__Exercise task__
Rewrite all of the material below, changing every "Drop a point" to "Place a point" and leaving everything else untouched.

^^^^

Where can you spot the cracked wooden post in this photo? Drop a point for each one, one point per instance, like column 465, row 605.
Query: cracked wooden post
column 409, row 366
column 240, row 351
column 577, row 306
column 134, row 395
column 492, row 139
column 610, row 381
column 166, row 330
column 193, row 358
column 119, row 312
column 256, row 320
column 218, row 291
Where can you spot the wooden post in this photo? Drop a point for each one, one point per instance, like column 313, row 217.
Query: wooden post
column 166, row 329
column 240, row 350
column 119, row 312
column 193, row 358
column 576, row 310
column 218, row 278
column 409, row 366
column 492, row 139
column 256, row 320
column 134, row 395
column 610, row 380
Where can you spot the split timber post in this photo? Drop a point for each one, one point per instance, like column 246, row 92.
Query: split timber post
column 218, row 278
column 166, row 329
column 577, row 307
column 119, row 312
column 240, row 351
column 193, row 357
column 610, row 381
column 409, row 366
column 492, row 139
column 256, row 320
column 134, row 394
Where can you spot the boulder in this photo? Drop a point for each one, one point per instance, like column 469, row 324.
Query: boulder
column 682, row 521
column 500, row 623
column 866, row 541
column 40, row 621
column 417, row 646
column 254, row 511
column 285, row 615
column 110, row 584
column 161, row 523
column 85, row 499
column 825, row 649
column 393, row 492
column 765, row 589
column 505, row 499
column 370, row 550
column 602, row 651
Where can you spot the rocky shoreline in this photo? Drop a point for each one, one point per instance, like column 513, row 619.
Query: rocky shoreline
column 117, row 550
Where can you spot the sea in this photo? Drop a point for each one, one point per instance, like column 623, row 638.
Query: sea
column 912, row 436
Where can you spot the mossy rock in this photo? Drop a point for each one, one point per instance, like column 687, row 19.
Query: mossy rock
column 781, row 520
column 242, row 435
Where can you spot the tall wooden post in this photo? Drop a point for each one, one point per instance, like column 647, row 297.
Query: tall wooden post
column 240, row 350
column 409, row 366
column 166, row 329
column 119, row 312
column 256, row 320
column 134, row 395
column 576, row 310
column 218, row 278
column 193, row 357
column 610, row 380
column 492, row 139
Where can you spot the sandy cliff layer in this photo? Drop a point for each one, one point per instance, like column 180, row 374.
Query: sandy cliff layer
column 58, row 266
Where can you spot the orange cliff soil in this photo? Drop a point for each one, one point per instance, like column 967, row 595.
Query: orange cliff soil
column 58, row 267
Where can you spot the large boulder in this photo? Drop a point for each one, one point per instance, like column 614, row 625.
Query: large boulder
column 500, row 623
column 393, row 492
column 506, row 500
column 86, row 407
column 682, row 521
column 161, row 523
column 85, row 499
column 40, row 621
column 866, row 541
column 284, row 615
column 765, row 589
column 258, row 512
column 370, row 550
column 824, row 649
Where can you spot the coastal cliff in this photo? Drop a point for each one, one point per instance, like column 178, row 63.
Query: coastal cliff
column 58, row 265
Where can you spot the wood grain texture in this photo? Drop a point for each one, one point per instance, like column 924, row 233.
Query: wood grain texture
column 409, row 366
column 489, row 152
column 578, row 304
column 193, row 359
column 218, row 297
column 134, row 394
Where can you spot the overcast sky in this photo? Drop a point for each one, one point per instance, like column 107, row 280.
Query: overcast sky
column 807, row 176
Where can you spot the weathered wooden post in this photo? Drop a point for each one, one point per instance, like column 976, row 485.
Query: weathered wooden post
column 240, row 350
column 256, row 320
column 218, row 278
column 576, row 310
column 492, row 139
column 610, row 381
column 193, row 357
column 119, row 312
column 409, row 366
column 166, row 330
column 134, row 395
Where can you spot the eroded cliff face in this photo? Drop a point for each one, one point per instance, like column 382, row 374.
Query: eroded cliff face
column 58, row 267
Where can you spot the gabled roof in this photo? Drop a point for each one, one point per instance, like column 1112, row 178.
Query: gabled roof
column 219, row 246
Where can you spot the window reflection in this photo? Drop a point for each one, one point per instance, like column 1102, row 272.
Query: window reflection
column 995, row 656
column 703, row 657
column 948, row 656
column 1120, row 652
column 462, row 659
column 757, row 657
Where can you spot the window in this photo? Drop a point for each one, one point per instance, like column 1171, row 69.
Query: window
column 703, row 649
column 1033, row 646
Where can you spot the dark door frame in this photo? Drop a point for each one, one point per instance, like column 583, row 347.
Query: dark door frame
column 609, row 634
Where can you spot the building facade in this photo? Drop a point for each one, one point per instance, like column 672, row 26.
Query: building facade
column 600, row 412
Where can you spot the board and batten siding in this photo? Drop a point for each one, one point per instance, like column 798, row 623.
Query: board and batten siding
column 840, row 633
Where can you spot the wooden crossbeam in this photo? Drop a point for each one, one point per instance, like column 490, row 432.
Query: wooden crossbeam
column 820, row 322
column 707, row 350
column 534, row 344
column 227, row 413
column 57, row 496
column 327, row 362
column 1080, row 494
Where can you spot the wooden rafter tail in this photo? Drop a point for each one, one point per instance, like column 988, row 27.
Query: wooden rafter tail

^^^^

__Output below__
Where can you spot the cracked wooden post in this photo? Place a point for each one, one point per instance, like column 465, row 605.
Query: cracked wooden post
column 409, row 366
column 240, row 351
column 577, row 306
column 134, row 395
column 492, row 139
column 610, row 381
column 166, row 330
column 193, row 358
column 119, row 312
column 256, row 320
column 218, row 291
Where can you spot the wooden post in this photo? Place a point for each one, one point per instance, like column 313, row 217.
Query: wooden post
column 166, row 329
column 240, row 350
column 119, row 312
column 193, row 358
column 576, row 310
column 218, row 278
column 409, row 366
column 492, row 139
column 256, row 320
column 134, row 395
column 610, row 380
Where can you spot the split timber post in this photo? Place a point for each one, one point per instance, like column 246, row 92.
Query: split timber post
column 218, row 278
column 166, row 329
column 577, row 307
column 119, row 312
column 240, row 351
column 193, row 357
column 610, row 381
column 409, row 366
column 492, row 139
column 256, row 320
column 134, row 394
Where can you spot the boulder in this photo? Place a point for each one, one point per instance, like column 469, row 324.
Query: boulder
column 682, row 521
column 500, row 623
column 866, row 541
column 40, row 621
column 417, row 646
column 254, row 511
column 285, row 615
column 110, row 584
column 161, row 523
column 85, row 499
column 825, row 649
column 393, row 492
column 765, row 589
column 505, row 499
column 370, row 550
column 602, row 651
Where can you spot the rocky shoreline in this photo? Place a point for each one, one point per instance, like column 513, row 619.
Query: rocky shoreline
column 117, row 550
Where can you spot the sea in this photo? Place a point for each one, one point per instance, like column 623, row 638.
Query: sea
column 912, row 436
Where can you spot the mossy rock in this photo? Place a point for each one, one point per instance, like column 687, row 19.
Query: mossy rock
column 781, row 520
column 242, row 435
Where can you spot the tall wooden post in this photo? Place a point for each one, one point per instance, like column 647, row 297.
Query: tall wooden post
column 240, row 350
column 409, row 366
column 166, row 329
column 119, row 312
column 256, row 320
column 134, row 395
column 576, row 310
column 218, row 278
column 193, row 357
column 610, row 380
column 492, row 139
Where can you spot the sandy cliff layer in this photo? Place a point for each one, one point per instance, like column 180, row 374.
Query: sandy cliff layer
column 58, row 266
Where can you spot the orange cliff soil in this photo? Place a point for each one, one point per instance, like column 967, row 595.
Query: orange cliff soil
column 58, row 267
Where can you spot the large boulder in this photo? Place a point for each one, one point per instance, like column 614, row 625.
Query: large boulder
column 500, row 623
column 393, row 492
column 506, row 500
column 86, row 407
column 682, row 521
column 161, row 523
column 85, row 499
column 40, row 621
column 866, row 541
column 284, row 615
column 765, row 589
column 258, row 512
column 370, row 550
column 824, row 649
Where can you spot the coastal cliff in this photo? Place a point for each one, one point per instance, like column 178, row 63.
Query: coastal cliff
column 58, row 265
Where can you spot the wood grain texture in this photo? Place a point for each one, one point per instance, like column 924, row 233.
Query: wood grain texture
column 409, row 366
column 489, row 152
column 578, row 304
column 193, row 359
column 218, row 297
column 134, row 394
Where can you spot the overcast sky in this photo? Place a point for each one, one point per instance, like column 107, row 280.
Query: overcast sky
column 807, row 176
Where can you spot the weathered wooden post in this photo? Place a point for each one, one point per instance, like column 976, row 485.
Query: weathered wooden post
column 240, row 350
column 256, row 320
column 218, row 278
column 576, row 310
column 492, row 139
column 610, row 381
column 193, row 357
column 119, row 312
column 409, row 366
column 166, row 330
column 134, row 395
Where can you spot the eroded cliff face in this photo? Place a point for each one, one point per instance, like column 382, row 374.
Query: eroded cliff face
column 58, row 267
Where can you spot the gabled roof in this photo? Place a point for each one, one point per instance, like column 1112, row 178.
Query: gabled roof
column 219, row 246
Where can you spot the window reflection in this photo? Place a point for each one, one point per instance, like column 1102, row 272.
Query: window reflection
column 995, row 656
column 703, row 657
column 948, row 656
column 1120, row 652
column 462, row 659
column 757, row 657
Where can you spot the window in this photo? Place a point for each one, one point per instance, like column 1171, row 69.
Query: window
column 703, row 649
column 1033, row 646
Where can you spot the dark door frame in this photo? Place a point for each one, one point per instance, like column 583, row 347.
Query: dark door frame
column 609, row 634
Where can you spot the building facade in this photo? Place a point for each one, one point per instance, like column 672, row 26.
Query: building facade
column 600, row 412
Where can you spot the board and batten siding in this photo? Place a point for each one, one point per instance, like column 798, row 623.
Query: board and batten siding
column 840, row 633
Where can you spot the wooden crossbeam in this photo? Place a point for each one, one point per instance, like column 490, row 432.
Query: wooden crossbeam
column 820, row 322
column 707, row 350
column 534, row 344
column 227, row 413
column 57, row 496
column 327, row 362
column 1080, row 494
Where can you spot the wooden rafter tail in this photo? Place a point for each one, one point per instance, like column 988, row 27.
Query: wooden rafter tail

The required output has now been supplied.